Aurelius promptly moved for a stay pending appeal under Bankruptcy Rule 8007. The Bankruptcy Court held a hearing on the motion at which it considered whether to issue a stay and, if so, whether to condition it on a bond. Aurelius opposed posting a bond in any amount. The Court stayed its confirmation order, but it also considered how much an unsuccessful appeal by Aurelius would cost Tribune. As a result of this valuation, the Court conditioned its stay on Aurelius's posting a $1.5 billion bond to indemnify Tribune against the estimated costs associated with staying the order for the likely time to appeal. In re Tribune Co., 477 B.R. 465, 482 (Bankr.D.Del.2012).

With the threat of equitable mootness looming, Aurelius and the Trustees filed emergency motions to vacate the bond requirement and to expedite their appeals. The District Court, however, denied the motions and ordered that the briefing schedule for these appeals would be the same as for other appealing parties (who are not before us). Aurelius appealed the denial of the motions related to the bond requirement, but we dismissed the appeal for want of appellate jurisdiction (the denials were not final orders). Aurelius objected that the amount of the bond was prohibitively high, but it has never argued to any court that a lower amount would be reasonable; rather, it has consistently tried to eliminate the bond requirement altogether.

### Aim A
From the records, copy out verbatim the lines starting at the one containing "Question. Place one point on every instance of the boulder" and ending at the one containing "x=488 y=429", with both of those lines included.
The passage on the Tribune bankruptcy appeal and the records have no connection to each other.

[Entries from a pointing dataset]
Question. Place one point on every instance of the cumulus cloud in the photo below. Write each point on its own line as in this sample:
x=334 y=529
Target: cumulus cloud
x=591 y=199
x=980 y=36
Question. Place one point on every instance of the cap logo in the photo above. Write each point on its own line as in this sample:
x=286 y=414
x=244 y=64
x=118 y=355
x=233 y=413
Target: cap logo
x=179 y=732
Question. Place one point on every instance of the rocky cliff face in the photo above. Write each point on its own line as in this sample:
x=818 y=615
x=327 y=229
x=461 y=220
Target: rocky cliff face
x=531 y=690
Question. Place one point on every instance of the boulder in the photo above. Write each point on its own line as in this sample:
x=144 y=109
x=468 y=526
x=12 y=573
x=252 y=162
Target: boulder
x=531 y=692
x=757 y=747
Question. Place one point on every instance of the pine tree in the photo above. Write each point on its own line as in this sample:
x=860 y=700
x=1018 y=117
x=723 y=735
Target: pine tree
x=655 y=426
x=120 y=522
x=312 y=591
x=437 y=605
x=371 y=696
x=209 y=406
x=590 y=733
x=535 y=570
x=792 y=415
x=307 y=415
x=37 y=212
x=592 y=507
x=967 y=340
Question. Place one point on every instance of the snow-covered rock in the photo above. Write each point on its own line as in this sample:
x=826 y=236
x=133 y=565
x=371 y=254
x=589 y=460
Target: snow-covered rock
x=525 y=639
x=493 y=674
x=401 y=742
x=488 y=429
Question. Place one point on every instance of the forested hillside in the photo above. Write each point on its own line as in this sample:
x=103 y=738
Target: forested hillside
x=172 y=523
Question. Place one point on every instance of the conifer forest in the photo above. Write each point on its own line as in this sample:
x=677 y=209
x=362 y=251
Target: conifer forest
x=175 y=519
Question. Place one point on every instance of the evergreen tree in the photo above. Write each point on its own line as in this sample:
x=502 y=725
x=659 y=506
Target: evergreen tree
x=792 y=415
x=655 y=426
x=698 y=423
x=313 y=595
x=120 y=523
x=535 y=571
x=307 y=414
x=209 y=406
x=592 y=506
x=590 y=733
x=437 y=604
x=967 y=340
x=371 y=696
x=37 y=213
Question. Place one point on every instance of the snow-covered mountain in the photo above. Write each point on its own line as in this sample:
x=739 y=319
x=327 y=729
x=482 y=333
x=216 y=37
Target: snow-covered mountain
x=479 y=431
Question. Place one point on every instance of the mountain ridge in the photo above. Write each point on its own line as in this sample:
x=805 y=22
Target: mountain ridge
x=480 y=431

### Aim B
Pick up the passage on Aurelius's appeal and the bond requirement in the Tribune bankruptcy immediately after its final sentence, and carry it forward.

### Written answer A
Question. Place one point on every instance of the boulder in the photo above. Write each point on its own line as in this sample:
x=144 y=109
x=468 y=526
x=12 y=573
x=252 y=162
Target: boulder
x=531 y=692
x=757 y=747
Question. Place one point on every instance of the pine tree in the photo above. Write each point on its own line as in this sample:
x=860 y=700
x=1018 y=117
x=723 y=735
Target: pine tree
x=655 y=426
x=120 y=522
x=312 y=591
x=437 y=605
x=371 y=696
x=209 y=406
x=590 y=733
x=535 y=570
x=792 y=415
x=307 y=415
x=37 y=212
x=592 y=507
x=967 y=340
Question. Place one point on every instance of the snow-covered rock in the photo above. Write each point on its own line as in this sample:
x=826 y=236
x=133 y=565
x=371 y=254
x=589 y=460
Target: snow-covered rock
x=525 y=639
x=493 y=674
x=401 y=742
x=488 y=429

### Written answer B
The appeals were fully briefed in the District Court on October 11, 2012, when Aurelius and the Trustees again moved to have their appeals heard separately from the other pending appeals; the District Court did not rule on this motion (which Tribune opposed). On December 5, 2012, Aurelius again moved for expedition (the Court again denied the motion), and the Plan was consummated on December 31. On January 18, 2013, Tribune moved to dismiss the appeals as equitably moot. About 18 months later, the District Court granted that motion.

As all agreed, the plan was substantially consummated, and Tribune persuaded the District Court that it could not effectively afford relief without causing undue harm either to reorganized Tribune or to its investors. Aurelius appeals, arguing that the case is not equitably moot and that the Settlement was unreasonably low. The fund seeks modification of the confirmation order to reinstate the LBO–Related Causes of Action that the Settlement resolved so that the claims can be fully litigated or re-settled.

The Trustees...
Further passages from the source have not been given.